Provided records:
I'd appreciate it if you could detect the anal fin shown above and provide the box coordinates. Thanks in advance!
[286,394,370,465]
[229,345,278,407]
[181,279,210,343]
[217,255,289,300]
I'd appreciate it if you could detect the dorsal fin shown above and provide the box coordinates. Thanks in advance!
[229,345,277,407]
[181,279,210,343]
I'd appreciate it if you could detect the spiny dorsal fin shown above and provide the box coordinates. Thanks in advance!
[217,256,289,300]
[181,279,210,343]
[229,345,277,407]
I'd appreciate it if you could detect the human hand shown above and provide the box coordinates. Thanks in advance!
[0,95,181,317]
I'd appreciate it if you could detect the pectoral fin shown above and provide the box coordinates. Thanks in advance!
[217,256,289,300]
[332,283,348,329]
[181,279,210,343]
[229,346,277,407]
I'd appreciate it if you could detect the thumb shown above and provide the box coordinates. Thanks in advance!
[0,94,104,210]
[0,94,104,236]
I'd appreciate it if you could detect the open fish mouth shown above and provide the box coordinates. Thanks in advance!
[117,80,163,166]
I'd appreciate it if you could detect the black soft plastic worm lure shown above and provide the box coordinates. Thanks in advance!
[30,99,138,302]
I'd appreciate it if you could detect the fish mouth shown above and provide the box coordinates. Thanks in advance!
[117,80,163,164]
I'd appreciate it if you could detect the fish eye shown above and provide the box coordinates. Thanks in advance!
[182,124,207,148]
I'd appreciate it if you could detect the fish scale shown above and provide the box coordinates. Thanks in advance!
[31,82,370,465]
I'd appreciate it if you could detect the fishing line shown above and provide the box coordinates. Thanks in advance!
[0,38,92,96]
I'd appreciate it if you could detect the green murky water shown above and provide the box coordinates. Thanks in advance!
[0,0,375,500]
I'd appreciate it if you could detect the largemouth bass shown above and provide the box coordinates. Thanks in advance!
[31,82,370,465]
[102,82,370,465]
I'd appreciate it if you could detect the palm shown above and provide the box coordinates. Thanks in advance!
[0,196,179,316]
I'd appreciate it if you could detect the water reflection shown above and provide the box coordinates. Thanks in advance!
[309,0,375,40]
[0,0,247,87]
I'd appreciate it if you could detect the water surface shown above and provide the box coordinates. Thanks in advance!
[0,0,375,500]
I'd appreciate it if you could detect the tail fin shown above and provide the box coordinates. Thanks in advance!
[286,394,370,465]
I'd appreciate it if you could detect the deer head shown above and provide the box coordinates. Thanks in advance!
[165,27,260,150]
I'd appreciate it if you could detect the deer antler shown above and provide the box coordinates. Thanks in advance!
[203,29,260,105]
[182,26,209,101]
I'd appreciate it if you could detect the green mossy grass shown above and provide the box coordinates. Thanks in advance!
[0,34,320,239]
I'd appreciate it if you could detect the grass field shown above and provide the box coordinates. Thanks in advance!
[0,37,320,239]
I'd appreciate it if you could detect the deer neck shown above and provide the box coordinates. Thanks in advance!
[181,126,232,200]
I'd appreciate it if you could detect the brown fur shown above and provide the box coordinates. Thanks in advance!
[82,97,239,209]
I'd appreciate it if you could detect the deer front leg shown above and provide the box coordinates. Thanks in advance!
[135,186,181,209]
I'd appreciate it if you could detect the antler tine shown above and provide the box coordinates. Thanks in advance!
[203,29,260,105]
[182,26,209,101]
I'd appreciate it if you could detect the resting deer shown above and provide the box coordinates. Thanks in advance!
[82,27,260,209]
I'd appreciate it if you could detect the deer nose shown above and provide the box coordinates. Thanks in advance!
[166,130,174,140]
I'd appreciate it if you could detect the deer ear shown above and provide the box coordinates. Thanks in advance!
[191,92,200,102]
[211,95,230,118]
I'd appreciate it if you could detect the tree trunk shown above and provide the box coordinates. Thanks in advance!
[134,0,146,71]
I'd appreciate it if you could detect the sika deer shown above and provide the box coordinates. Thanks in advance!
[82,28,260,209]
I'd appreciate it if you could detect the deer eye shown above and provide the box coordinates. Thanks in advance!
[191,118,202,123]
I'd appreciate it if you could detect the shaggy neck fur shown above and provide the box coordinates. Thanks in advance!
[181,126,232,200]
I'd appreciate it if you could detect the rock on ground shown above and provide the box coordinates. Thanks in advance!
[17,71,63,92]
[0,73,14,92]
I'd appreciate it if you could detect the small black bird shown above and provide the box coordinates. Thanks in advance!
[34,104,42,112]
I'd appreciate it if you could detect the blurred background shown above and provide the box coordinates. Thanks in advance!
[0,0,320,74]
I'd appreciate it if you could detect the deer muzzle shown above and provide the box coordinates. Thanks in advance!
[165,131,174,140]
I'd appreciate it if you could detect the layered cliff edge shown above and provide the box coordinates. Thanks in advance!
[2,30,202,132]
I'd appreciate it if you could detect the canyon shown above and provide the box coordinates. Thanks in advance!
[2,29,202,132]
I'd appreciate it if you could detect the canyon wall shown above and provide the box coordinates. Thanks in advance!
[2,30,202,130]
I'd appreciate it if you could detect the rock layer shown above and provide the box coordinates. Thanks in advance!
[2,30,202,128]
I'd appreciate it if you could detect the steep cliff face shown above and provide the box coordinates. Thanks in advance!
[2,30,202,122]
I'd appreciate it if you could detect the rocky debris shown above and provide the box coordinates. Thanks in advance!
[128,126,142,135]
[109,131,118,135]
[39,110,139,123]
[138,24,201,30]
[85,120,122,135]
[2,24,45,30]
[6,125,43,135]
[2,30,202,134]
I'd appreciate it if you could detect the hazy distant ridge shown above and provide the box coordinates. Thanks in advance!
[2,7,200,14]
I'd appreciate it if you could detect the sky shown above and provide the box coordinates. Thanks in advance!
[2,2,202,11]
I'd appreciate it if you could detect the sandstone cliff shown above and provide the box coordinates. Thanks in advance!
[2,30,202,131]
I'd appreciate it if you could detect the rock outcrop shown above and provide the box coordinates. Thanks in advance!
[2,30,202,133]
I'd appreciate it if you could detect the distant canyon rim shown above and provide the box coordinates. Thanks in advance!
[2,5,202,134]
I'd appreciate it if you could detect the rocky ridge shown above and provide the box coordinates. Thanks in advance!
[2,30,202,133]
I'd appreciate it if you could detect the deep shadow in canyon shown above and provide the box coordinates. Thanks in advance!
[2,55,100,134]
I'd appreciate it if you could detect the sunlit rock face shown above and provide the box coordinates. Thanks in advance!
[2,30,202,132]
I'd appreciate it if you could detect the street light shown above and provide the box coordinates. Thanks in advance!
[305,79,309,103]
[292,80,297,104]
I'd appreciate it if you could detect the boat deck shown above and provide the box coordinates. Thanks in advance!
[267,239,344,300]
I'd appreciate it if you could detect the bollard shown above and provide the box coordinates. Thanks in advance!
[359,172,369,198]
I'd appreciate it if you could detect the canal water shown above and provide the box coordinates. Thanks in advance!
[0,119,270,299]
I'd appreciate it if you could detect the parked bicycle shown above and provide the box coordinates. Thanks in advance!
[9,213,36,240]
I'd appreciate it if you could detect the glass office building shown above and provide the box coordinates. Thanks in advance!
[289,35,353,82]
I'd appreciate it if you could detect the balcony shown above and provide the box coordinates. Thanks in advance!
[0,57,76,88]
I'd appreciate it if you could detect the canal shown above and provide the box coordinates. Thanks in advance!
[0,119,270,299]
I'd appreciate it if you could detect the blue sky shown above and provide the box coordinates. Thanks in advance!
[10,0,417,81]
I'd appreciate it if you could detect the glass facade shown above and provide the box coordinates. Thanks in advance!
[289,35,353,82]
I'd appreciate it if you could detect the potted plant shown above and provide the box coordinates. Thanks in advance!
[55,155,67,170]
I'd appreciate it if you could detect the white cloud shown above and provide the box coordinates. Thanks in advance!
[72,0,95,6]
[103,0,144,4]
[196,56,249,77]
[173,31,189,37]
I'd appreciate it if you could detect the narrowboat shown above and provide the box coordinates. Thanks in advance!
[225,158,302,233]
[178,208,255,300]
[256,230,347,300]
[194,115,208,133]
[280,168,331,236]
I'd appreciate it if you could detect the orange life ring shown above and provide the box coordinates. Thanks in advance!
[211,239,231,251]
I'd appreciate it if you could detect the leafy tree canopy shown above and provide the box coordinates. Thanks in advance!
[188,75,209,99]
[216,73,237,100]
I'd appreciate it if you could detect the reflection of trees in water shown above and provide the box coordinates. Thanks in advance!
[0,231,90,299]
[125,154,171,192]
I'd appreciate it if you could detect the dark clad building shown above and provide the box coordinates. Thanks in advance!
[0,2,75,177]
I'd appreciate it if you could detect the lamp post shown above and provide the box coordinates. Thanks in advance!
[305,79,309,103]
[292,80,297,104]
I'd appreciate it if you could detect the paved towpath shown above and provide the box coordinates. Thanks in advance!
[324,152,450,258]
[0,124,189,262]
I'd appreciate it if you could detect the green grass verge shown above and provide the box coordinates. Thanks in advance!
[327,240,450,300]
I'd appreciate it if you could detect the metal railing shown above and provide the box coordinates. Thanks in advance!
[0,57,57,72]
...
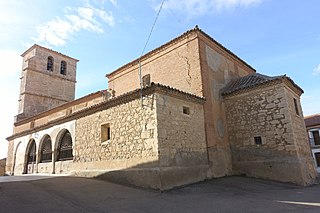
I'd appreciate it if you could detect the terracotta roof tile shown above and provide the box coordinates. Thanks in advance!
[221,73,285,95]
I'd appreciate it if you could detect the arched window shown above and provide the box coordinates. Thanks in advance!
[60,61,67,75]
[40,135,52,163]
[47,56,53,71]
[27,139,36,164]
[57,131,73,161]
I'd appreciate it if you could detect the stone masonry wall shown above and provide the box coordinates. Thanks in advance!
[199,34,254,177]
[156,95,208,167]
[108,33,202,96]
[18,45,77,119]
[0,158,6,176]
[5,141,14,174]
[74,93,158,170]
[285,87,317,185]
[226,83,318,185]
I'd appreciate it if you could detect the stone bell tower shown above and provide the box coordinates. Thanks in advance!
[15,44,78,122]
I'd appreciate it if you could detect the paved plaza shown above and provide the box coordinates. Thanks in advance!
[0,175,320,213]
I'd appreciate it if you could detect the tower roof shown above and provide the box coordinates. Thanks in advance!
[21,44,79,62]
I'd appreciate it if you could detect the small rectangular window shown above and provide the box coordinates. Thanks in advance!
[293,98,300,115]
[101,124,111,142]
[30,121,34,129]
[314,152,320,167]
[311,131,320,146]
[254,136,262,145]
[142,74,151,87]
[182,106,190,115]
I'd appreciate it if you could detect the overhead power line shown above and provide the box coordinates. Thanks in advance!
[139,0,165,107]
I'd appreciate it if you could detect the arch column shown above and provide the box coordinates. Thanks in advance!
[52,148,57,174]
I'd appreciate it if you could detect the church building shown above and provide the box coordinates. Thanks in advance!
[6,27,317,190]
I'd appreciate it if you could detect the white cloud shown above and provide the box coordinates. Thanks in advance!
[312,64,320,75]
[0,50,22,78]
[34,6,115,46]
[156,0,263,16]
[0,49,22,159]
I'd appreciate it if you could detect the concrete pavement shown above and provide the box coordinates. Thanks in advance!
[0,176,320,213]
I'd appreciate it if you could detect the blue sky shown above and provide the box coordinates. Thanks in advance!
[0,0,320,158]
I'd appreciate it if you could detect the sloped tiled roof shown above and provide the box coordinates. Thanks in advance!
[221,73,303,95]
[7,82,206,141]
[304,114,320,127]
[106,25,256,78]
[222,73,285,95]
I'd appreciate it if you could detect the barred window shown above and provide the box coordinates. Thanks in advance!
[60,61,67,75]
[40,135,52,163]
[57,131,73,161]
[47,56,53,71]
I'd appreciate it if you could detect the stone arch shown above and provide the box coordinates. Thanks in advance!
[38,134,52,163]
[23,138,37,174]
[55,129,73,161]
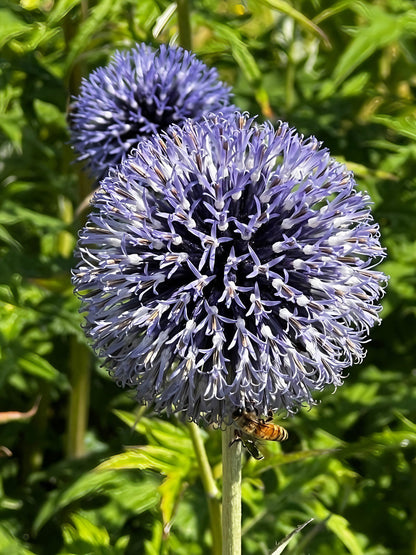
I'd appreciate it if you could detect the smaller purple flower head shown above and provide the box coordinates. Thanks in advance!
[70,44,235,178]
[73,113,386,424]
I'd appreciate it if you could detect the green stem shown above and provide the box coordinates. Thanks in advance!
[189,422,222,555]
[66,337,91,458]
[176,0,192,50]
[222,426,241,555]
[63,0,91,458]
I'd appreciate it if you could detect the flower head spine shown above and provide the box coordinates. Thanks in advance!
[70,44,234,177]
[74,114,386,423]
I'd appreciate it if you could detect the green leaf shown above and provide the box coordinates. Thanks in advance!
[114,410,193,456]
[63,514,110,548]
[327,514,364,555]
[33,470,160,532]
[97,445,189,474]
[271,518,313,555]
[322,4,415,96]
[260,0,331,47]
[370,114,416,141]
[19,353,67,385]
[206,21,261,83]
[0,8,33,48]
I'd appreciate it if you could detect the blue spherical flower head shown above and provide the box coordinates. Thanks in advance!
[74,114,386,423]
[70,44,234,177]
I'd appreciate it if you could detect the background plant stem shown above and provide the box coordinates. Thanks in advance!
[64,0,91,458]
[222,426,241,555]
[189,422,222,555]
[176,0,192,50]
--
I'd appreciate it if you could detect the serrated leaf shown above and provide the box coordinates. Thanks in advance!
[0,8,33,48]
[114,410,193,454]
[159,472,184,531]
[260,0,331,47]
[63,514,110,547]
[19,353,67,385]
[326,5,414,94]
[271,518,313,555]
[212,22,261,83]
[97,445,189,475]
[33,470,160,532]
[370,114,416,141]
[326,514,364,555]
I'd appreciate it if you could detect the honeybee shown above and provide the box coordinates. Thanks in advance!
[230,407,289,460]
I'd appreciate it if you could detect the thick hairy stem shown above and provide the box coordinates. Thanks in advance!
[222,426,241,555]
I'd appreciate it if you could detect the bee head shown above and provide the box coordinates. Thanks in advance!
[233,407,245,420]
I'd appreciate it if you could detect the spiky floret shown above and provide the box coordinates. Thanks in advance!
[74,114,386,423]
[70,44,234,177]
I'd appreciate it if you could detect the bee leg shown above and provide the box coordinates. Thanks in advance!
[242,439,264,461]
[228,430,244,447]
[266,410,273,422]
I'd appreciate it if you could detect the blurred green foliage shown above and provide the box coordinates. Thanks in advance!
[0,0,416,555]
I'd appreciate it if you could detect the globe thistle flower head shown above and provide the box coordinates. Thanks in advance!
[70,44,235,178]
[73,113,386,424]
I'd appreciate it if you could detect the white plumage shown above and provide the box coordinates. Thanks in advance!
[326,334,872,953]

The problem:
Rewrite the listing from the line with "I'd appreciate it if you could detect the orange" up to and including the line with "[125,154,171,192]", keeping every line but offsetting each bounding box coordinate by -95. Give only those lines.

Output:
I'd appreciate it if you could detect the orange life ring shown above and provide the box coordinates. Thanks in advance!
[116,144,136,156]
I'd appreciate it if you could detect the leafy tree canopy shown above and provide the box coordinates. Thanks in advance!
[93,-20,114,4]
[121,-22,142,5]
I'd appreciate it if you could detect the reflection of trees in water shown above and provide the box coordinates. Thanks in advance!
[-95,136,-5,204]
[30,59,76,97]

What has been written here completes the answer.